Aufgabe:
Gib sämtliche Zeilen der folgenden Datensätze als JSON-Liste von Zeichenketten wieder, eine Zeichenkette je Zeile, ohne Leerzeilen. Lass die Bilder in der Antwort weg.

Daten der Übung:
=-=-=
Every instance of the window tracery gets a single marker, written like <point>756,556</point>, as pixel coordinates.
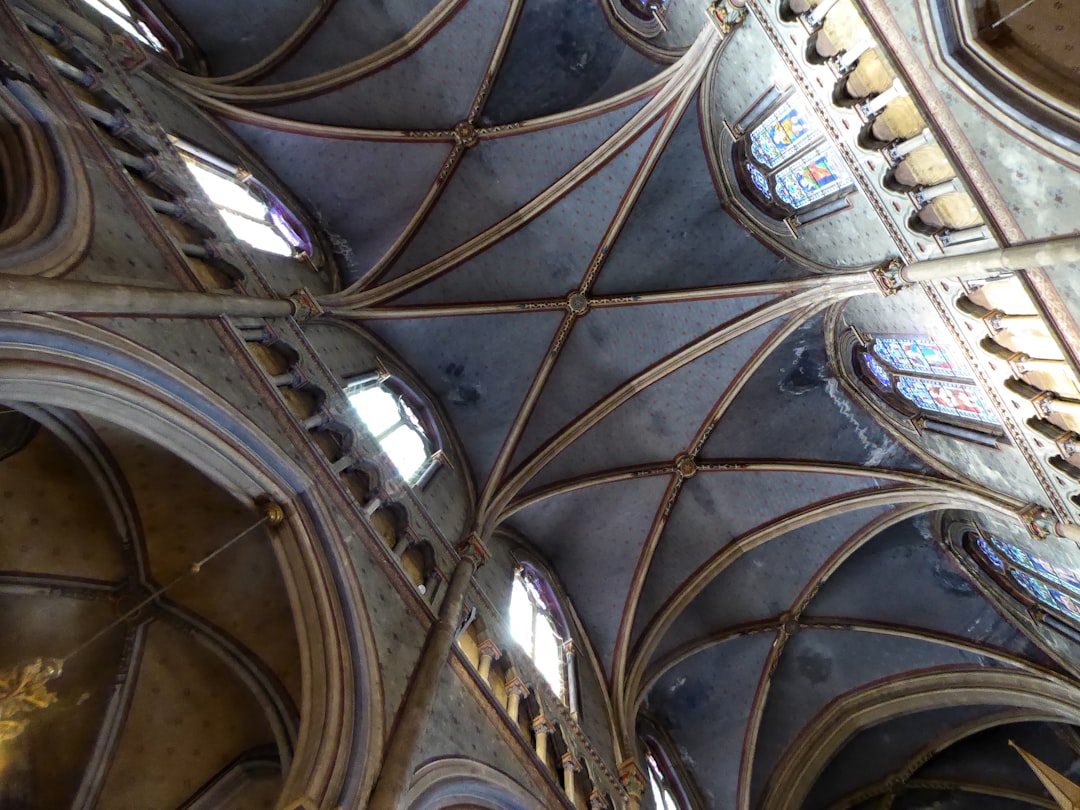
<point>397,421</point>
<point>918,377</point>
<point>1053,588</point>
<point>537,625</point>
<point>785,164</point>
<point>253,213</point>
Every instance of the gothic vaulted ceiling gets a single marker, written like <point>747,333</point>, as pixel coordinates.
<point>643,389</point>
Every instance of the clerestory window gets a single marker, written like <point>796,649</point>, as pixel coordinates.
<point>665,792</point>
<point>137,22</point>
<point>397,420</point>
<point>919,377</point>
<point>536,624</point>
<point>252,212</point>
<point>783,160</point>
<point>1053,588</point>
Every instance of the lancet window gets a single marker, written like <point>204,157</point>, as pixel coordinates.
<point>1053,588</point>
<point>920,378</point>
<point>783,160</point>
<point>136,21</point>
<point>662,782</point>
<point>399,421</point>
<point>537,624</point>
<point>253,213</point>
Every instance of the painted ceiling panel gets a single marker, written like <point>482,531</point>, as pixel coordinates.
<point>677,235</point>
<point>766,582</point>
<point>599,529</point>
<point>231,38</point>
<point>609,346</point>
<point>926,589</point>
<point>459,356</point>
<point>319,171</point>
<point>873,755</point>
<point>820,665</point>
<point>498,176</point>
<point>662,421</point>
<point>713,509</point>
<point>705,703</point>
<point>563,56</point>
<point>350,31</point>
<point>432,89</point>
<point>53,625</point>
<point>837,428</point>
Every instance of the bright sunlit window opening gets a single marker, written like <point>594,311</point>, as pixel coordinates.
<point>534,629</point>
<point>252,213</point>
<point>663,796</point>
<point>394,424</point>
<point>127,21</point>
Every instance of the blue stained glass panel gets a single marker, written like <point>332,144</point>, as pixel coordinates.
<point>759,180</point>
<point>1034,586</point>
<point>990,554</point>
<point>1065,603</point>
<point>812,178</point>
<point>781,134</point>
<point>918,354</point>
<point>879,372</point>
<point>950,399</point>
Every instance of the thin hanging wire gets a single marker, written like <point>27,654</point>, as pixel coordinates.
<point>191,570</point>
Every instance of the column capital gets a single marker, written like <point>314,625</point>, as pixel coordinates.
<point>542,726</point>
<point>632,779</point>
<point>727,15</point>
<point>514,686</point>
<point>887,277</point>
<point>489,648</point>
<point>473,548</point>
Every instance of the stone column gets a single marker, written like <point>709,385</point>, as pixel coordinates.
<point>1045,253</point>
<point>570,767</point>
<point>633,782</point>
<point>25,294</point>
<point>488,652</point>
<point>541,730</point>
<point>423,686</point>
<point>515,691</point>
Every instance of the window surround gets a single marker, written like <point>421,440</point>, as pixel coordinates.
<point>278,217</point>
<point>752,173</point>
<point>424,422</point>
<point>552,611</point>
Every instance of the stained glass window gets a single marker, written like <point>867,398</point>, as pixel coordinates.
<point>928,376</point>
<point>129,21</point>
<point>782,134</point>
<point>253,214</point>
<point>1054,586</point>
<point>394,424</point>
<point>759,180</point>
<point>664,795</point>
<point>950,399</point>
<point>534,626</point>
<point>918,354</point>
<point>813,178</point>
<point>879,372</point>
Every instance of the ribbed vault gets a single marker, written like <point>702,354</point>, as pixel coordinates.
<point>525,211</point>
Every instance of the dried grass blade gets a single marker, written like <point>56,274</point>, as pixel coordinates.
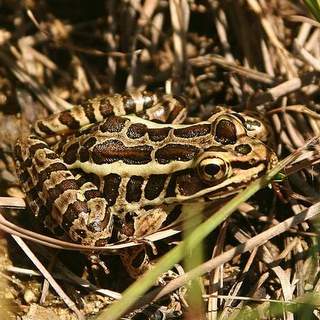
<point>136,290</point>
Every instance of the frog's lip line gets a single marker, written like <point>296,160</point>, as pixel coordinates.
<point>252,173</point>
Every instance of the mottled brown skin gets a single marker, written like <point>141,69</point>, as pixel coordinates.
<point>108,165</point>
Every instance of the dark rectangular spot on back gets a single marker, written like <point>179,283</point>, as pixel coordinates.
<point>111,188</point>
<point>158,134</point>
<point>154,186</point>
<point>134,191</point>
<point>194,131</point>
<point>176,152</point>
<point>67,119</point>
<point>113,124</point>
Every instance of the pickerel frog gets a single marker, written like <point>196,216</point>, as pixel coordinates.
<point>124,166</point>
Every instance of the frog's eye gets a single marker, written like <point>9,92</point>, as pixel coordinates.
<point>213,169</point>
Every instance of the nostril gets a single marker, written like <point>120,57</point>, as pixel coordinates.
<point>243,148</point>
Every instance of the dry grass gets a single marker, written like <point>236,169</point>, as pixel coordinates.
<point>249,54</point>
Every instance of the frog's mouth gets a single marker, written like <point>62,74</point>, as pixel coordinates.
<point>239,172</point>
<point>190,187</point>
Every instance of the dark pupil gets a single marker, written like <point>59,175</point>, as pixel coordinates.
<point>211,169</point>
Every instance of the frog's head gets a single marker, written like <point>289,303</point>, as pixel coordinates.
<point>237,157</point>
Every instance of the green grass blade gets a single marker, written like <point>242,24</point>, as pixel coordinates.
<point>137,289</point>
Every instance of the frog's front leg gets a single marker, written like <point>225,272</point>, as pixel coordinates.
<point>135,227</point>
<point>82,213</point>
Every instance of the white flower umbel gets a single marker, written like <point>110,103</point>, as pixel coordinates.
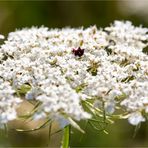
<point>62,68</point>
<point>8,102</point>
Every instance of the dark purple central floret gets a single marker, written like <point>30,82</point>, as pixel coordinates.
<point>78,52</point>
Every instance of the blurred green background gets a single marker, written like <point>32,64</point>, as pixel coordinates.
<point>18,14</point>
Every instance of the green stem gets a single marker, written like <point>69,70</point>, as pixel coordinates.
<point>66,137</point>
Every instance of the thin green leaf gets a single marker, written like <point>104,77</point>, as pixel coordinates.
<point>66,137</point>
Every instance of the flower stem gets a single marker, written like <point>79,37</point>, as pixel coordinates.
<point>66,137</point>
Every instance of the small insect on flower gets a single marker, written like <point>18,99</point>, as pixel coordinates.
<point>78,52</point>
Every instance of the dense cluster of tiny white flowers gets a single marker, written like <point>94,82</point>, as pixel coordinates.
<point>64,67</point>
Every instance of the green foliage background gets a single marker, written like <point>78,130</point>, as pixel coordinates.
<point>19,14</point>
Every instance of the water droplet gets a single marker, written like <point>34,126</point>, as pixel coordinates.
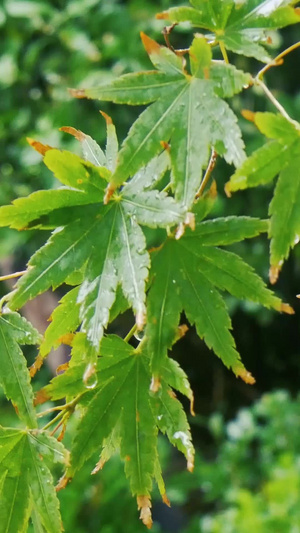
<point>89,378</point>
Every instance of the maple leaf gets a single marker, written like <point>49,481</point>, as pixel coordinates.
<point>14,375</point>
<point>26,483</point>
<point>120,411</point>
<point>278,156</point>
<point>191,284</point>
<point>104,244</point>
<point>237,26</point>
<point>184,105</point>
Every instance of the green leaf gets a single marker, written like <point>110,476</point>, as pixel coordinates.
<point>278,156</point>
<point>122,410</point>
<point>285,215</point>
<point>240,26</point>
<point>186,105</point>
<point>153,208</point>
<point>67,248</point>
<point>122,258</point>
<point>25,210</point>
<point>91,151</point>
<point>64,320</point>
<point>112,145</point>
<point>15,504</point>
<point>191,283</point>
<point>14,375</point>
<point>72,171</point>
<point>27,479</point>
=-=-=
Antwort zur Übung:
[
  "Every instance of the window tracery gets a single marker, written like <point>756,556</point>, as pixel coordinates.",
  "<point>397,421</point>",
  "<point>918,377</point>",
  "<point>1053,588</point>",
  "<point>537,625</point>",
  "<point>785,164</point>",
  "<point>253,213</point>",
  "Every instance of the gothic vaulted ceiling gets a single marker, written like <point>747,333</point>, as pixel coordinates.",
  "<point>643,389</point>",
  "Every instance of the clerestory window gets a single marker, written like <point>796,649</point>, as pixel coordinates.",
  "<point>665,792</point>",
  "<point>137,22</point>",
  "<point>397,420</point>",
  "<point>919,377</point>",
  "<point>536,624</point>",
  "<point>252,212</point>",
  "<point>783,160</point>",
  "<point>1053,588</point>",
  "Every instance of the lancet window gets a single marker, written like <point>204,157</point>, as pixel coordinates.",
  "<point>1053,588</point>",
  "<point>920,378</point>",
  "<point>783,160</point>",
  "<point>136,21</point>",
  "<point>662,782</point>",
  "<point>399,421</point>",
  "<point>537,624</point>",
  "<point>253,213</point>",
  "Every instance of the painted ceiling panel gets a single marker, written like <point>482,531</point>, as pixel coordinates.",
  "<point>677,235</point>",
  "<point>766,582</point>",
  "<point>599,529</point>",
  "<point>231,38</point>",
  "<point>609,346</point>",
  "<point>926,589</point>",
  "<point>459,356</point>",
  "<point>319,171</point>",
  "<point>873,755</point>",
  "<point>820,665</point>",
  "<point>498,176</point>",
  "<point>662,421</point>",
  "<point>713,509</point>",
  "<point>705,703</point>",
  "<point>563,56</point>",
  "<point>350,31</point>",
  "<point>432,89</point>",
  "<point>53,625</point>",
  "<point>837,428</point>",
  "Every instance of the bright sunlit window opening gets a single marker, written like <point>594,311</point>, as pixel coordinates.",
  "<point>534,629</point>",
  "<point>252,213</point>",
  "<point>663,796</point>",
  "<point>394,424</point>",
  "<point>127,21</point>",
  "Every instance of the blue stained glass panel gets a single marker, written like <point>332,144</point>, as pixel coordinates.",
  "<point>759,180</point>",
  "<point>1034,586</point>",
  "<point>990,554</point>",
  "<point>1065,603</point>",
  "<point>812,178</point>",
  "<point>781,134</point>",
  "<point>918,354</point>",
  "<point>879,372</point>",
  "<point>950,399</point>",
  "Every instance of the thin hanging wire gets a single marker, written like <point>27,654</point>, as pixel coordinates.",
  "<point>191,570</point>",
  "Every instance of the column capital gets a single marker, written like <point>314,625</point>, as pixel coordinates.",
  "<point>542,726</point>",
  "<point>632,779</point>",
  "<point>727,15</point>",
  "<point>514,686</point>",
  "<point>887,277</point>",
  "<point>489,648</point>",
  "<point>473,548</point>",
  "Every instance of the stone column gets a single marker, written like <point>709,385</point>, as pixel coordinates.",
  "<point>1045,253</point>",
  "<point>570,767</point>",
  "<point>633,782</point>",
  "<point>25,294</point>",
  "<point>488,652</point>",
  "<point>541,730</point>",
  "<point>423,686</point>",
  "<point>515,691</point>",
  "Every instance of the window surround gets a single marker, written like <point>421,440</point>, as pixel coordinates.",
  "<point>278,217</point>",
  "<point>752,173</point>",
  "<point>424,422</point>",
  "<point>552,611</point>",
  "Every instance of the stained glass window gets a single marker, written like <point>867,398</point>, as pixel coordinates.",
  "<point>928,376</point>",
  "<point>129,21</point>",
  "<point>782,134</point>",
  "<point>253,214</point>",
  "<point>1054,586</point>",
  "<point>394,424</point>",
  "<point>759,180</point>",
  "<point>664,795</point>",
  "<point>950,399</point>",
  "<point>534,626</point>",
  "<point>918,354</point>",
  "<point>813,178</point>",
  "<point>879,372</point>",
  "Every instance of the ribbed vault gets a single marker, written like <point>702,354</point>, as pixel coordinates.",
  "<point>525,211</point>",
  "Every instance of the dried grass blade gets a single marker, written like <point>56,274</point>, as pixel coordinates.",
  "<point>136,290</point>",
  "Every instance of the frog's lip line gets a single marker, written like <point>296,160</point>, as pixel coordinates.",
  "<point>252,173</point>",
  "Every instance of the mottled brown skin gets a single marker, written like <point>141,69</point>, as pixel coordinates.",
  "<point>108,165</point>",
  "Every instance of the dark rectangular spot on back gets a single marker, written like <point>179,283</point>, as pixel coordinates.",
  "<point>111,188</point>",
  "<point>158,134</point>",
  "<point>154,186</point>",
  "<point>134,191</point>",
  "<point>194,131</point>",
  "<point>176,152</point>",
  "<point>67,119</point>",
  "<point>113,124</point>",
  "Every instance of the pickerel frog gets a single marker, written like <point>196,216</point>, as pixel coordinates.",
  "<point>124,166</point>",
  "Every instance of the frog's eye gets a single marker, written like <point>9,92</point>, as pixel coordinates.",
  "<point>213,169</point>",
  "Every instance of the nostril gets a single marker, written like <point>120,57</point>, as pixel coordinates.",
  "<point>243,148</point>",
  "Every instance of the dry grass gets a single marker, written like <point>236,169</point>, as pixel coordinates.",
  "<point>249,54</point>",
  "Every instance of the frog's mouth gets a single marker, written like <point>62,74</point>, as pixel coordinates.",
  "<point>239,172</point>",
  "<point>190,187</point>",
  "Every instance of the dark pupil gets a single marker, written like <point>59,175</point>, as pixel coordinates.",
  "<point>211,169</point>",
  "Every instance of the frog's head gets a single marker, written like <point>289,303</point>, as pixel coordinates.",
  "<point>237,157</point>",
  "Every instance of the green grass blade gets a single marker, written like <point>242,24</point>, as pixel coordinates.",
  "<point>137,289</point>",
  "Every instance of the frog's front leg gets a single marker, written like <point>225,272</point>, as pixel coordinates.",
  "<point>135,227</point>",
  "<point>82,213</point>",
  "Every instance of the white flower umbel gets a single marker, written like <point>110,103</point>, as pixel coordinates.",
  "<point>62,68</point>",
  "<point>8,102</point>",
  "Every instance of the dark purple central floret gets a single marker, written like <point>30,82</point>, as pixel coordinates.",
  "<point>78,52</point>",
  "Every instance of the blurred green background gets a single marker, written like <point>32,64</point>, as pixel coordinates.",
  "<point>18,14</point>",
  "Every instance of the green stem gets a single marker, written like <point>69,70</point>, as pixel coordinates.",
  "<point>66,137</point>",
  "Every instance of the thin green leaf gets a single marker, written like <point>104,77</point>, as pixel coordinates.",
  "<point>66,137</point>",
  "Every instance of the flower stem gets a single marker, written like <point>79,37</point>, as pixel coordinates.",
  "<point>66,137</point>",
  "Every instance of the small insect on flower gets a single marker, written like <point>18,99</point>, as pixel coordinates.",
  "<point>78,52</point>",
  "Every instance of the dense cluster of tiny white flowers gets a single marker, written like <point>94,82</point>, as pixel coordinates.",
  "<point>64,67</point>",
  "Every instance of the green foliage background gets a single marker, written like <point>78,130</point>, as pixel coordinates.",
  "<point>19,14</point>",
  "Every instance of the water droplet gets a single marker, written like <point>34,126</point>, as pixel coordinates.",
  "<point>89,378</point>",
  "Every instance of the maple leaf gets a single marker, written like <point>49,481</point>, as pixel coordinates.",
  "<point>14,375</point>",
  "<point>26,483</point>",
  "<point>120,411</point>",
  "<point>278,156</point>",
  "<point>191,284</point>",
  "<point>104,244</point>",
  "<point>237,26</point>",
  "<point>184,105</point>",
  "Every instance of the green leaf gets a single marker, written like <point>110,476</point>, as pixel coordinates.",
  "<point>278,156</point>",
  "<point>122,410</point>",
  "<point>285,215</point>",
  "<point>240,26</point>",
  "<point>186,105</point>",
  "<point>153,208</point>",
  "<point>67,248</point>",
  "<point>122,258</point>",
  "<point>25,210</point>",
  "<point>91,151</point>",
  "<point>64,320</point>",
  "<point>112,145</point>",
  "<point>15,504</point>",
  "<point>191,283</point>",
  "<point>14,375</point>",
  "<point>72,171</point>",
  "<point>27,479</point>"
]